- [Written problem] Put the data below into a numbered list, starting at the line that contains "Where can you see the bare" and stopping after the line that contains "[[682, 415]]". Leave out any blank lines.

(Stored dataset items)
================================
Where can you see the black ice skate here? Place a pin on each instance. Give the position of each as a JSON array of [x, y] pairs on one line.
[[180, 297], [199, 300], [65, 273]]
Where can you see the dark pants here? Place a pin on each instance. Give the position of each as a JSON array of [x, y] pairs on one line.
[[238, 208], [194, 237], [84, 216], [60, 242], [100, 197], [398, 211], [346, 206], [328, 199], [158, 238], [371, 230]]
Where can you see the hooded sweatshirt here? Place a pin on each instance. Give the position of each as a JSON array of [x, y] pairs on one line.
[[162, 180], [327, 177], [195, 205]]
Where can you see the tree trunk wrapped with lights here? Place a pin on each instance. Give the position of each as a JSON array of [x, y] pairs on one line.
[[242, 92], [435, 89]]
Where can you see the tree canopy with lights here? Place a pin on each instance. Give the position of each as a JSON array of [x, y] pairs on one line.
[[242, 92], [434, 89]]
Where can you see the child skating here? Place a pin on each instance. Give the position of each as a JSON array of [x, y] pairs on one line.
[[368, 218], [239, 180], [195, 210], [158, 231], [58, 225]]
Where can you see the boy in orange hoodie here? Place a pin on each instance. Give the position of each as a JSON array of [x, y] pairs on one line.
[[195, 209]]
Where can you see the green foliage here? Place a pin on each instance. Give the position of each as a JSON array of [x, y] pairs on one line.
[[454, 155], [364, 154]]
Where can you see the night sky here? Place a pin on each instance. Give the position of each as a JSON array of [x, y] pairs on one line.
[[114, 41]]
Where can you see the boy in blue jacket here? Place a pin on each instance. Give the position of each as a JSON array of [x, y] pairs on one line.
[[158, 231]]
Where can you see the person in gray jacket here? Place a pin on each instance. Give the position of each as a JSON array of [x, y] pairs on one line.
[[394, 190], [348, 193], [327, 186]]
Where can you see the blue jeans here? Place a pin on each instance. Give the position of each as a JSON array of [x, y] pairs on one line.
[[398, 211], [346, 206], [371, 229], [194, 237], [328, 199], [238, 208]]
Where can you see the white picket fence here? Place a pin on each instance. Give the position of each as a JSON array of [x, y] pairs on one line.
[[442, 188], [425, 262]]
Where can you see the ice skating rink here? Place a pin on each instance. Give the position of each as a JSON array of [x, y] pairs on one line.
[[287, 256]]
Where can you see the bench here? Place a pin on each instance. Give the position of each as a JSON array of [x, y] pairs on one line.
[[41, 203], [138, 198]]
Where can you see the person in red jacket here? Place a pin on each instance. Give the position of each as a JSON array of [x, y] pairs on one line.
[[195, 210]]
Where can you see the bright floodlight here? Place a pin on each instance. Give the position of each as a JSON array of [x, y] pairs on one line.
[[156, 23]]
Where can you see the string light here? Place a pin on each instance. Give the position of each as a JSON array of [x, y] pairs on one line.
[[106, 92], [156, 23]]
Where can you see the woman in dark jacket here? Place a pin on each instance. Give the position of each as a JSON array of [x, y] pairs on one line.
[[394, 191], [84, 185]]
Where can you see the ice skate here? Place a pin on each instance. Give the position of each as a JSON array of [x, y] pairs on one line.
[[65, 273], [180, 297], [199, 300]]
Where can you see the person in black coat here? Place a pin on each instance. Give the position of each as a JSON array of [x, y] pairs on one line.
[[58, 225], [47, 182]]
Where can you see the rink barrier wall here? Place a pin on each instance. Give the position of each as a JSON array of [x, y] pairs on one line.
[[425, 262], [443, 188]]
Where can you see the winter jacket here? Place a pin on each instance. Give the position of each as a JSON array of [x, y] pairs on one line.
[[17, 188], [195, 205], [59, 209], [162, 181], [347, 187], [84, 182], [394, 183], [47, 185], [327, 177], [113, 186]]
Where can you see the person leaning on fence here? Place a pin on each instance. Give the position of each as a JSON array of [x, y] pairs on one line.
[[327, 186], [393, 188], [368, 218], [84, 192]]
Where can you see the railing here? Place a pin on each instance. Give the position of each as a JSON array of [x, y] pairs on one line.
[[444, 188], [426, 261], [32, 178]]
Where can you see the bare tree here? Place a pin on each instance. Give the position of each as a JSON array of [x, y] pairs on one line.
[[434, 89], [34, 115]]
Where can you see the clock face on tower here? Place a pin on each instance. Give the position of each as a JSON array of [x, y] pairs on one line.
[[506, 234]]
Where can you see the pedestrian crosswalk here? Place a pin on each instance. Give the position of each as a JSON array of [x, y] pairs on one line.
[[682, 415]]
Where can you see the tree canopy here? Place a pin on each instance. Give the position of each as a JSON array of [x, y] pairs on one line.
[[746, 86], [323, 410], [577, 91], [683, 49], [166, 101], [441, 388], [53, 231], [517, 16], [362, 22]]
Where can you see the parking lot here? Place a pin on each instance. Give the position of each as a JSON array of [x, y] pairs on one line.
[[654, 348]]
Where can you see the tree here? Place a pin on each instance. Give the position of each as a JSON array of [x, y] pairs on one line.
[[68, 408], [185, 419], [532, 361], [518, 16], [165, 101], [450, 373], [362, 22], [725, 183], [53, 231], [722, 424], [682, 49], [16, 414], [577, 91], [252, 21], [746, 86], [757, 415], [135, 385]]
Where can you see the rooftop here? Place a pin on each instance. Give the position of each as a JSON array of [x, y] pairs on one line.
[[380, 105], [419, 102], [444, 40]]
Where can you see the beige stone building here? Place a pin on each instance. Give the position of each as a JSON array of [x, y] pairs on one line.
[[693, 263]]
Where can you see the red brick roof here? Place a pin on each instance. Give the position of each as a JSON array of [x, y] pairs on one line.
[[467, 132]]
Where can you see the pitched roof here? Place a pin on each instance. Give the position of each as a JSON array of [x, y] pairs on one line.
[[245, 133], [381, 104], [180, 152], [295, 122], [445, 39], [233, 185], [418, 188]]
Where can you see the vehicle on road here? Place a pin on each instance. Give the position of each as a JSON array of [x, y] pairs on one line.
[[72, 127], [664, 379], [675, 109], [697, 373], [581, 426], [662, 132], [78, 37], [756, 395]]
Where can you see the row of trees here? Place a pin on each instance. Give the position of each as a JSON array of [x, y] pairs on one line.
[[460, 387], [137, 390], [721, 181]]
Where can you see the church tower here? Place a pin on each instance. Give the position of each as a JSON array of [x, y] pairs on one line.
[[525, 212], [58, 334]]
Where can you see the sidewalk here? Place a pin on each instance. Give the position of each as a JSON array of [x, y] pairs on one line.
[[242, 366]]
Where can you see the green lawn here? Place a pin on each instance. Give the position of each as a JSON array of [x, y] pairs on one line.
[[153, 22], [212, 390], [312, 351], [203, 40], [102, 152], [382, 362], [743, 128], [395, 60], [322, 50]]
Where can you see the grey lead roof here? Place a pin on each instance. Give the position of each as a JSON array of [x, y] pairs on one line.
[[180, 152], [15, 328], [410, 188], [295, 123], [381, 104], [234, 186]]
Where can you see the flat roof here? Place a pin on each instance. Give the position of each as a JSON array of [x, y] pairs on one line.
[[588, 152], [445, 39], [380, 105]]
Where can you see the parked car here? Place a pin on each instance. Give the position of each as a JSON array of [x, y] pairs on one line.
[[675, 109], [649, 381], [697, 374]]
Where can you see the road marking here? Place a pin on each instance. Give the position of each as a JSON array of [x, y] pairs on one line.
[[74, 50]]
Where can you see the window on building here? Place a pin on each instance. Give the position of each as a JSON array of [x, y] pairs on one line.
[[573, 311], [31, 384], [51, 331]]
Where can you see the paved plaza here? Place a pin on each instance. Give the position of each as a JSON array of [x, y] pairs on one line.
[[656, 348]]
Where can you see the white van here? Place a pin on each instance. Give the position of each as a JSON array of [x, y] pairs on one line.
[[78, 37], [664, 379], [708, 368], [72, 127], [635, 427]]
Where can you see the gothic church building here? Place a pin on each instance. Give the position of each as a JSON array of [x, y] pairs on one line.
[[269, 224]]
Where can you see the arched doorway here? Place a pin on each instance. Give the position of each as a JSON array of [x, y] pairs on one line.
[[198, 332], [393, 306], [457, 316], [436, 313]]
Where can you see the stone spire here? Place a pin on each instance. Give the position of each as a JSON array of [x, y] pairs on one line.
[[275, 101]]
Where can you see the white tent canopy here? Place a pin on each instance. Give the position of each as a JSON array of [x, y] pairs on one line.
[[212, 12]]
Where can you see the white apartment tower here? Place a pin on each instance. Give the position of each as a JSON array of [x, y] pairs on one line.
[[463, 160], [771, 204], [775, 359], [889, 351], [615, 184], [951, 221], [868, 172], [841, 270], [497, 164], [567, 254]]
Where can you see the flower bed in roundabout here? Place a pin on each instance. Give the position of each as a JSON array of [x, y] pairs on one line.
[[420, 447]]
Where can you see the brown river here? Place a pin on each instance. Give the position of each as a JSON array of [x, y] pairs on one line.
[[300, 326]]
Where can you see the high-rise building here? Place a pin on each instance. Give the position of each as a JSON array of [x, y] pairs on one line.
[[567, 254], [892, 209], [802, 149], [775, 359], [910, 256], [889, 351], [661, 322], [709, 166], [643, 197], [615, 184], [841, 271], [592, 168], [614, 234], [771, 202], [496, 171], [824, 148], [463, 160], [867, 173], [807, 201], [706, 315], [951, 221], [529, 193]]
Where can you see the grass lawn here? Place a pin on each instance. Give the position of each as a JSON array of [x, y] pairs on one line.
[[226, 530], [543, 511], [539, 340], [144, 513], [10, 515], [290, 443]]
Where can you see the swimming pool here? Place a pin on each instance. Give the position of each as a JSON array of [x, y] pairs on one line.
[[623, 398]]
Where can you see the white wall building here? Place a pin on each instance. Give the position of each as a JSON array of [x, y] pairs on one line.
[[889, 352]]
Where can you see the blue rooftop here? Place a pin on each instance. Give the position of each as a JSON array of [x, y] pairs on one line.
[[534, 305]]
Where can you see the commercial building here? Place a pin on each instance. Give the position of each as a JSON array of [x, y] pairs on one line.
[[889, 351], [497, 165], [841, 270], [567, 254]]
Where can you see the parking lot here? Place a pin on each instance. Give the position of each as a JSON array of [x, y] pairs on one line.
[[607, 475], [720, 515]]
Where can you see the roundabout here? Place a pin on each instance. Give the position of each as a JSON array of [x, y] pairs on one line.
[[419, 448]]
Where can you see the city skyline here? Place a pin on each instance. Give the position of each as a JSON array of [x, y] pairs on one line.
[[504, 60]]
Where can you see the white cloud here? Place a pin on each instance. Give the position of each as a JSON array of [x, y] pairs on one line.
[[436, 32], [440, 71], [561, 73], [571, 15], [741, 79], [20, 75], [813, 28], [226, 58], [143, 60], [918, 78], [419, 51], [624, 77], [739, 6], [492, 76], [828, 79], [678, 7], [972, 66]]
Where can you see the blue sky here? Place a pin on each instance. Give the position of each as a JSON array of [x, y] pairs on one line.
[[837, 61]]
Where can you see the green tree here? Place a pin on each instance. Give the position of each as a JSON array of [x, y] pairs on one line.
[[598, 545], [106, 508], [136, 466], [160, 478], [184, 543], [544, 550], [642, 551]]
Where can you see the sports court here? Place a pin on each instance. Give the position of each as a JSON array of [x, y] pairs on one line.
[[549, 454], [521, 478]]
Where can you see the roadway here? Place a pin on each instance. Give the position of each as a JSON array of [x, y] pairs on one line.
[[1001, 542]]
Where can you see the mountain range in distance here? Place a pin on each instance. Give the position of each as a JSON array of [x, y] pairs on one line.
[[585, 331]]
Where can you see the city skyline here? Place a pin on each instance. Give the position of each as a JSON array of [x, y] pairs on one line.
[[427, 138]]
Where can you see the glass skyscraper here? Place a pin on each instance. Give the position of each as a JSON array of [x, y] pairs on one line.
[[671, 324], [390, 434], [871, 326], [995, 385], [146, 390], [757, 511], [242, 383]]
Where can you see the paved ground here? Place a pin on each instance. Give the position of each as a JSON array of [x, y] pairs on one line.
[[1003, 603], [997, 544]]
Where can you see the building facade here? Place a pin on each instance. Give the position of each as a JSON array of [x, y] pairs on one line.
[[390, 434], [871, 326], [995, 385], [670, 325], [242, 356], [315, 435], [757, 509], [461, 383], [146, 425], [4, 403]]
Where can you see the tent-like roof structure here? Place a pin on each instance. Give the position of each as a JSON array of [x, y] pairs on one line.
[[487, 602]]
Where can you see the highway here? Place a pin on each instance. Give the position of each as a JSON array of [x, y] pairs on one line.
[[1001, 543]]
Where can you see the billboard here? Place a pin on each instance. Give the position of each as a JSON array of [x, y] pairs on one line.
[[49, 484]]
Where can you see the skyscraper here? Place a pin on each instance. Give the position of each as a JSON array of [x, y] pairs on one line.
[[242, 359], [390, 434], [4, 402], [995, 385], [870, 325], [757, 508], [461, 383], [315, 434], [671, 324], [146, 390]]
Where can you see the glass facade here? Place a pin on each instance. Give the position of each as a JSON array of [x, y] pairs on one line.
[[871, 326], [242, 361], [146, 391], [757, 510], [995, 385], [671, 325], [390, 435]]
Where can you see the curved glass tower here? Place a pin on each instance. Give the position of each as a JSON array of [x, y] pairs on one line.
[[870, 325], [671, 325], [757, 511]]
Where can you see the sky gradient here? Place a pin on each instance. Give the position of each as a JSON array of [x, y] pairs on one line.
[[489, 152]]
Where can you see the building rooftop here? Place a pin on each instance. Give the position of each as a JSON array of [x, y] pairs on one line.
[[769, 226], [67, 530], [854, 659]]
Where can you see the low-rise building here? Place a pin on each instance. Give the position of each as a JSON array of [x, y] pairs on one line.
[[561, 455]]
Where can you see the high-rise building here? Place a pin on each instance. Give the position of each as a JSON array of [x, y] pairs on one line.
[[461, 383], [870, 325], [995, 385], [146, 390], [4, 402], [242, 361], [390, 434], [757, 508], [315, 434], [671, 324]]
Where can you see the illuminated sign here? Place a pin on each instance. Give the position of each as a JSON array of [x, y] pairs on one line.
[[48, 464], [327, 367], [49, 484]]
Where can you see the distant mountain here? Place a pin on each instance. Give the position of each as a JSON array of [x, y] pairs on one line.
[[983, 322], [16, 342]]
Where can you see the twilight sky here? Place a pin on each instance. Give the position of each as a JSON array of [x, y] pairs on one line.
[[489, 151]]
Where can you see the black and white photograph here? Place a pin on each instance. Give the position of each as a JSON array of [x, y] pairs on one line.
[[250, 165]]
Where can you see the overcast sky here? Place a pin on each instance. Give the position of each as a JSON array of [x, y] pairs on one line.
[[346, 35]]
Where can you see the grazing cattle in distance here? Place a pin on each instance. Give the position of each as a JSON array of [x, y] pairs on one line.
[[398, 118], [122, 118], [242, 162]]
================================
- [Result of this task]
1. Where can you see the bare tree here? Place a pin on each instance. Give the position of each as a JSON array of [x, y] pairs on one line.
2. [[434, 89], [34, 115]]
3. Where can you see the clock face on tower here? Place a pin on each instance. Give the position of each as a JSON array of [x, y] pairs on one line.
4. [[506, 234]]
5. Where can you see the pedestrian crosswalk here? Place a pin on each instance. Give the position of each as a JSON array of [x, y] pairs on one line.
6. [[682, 415]]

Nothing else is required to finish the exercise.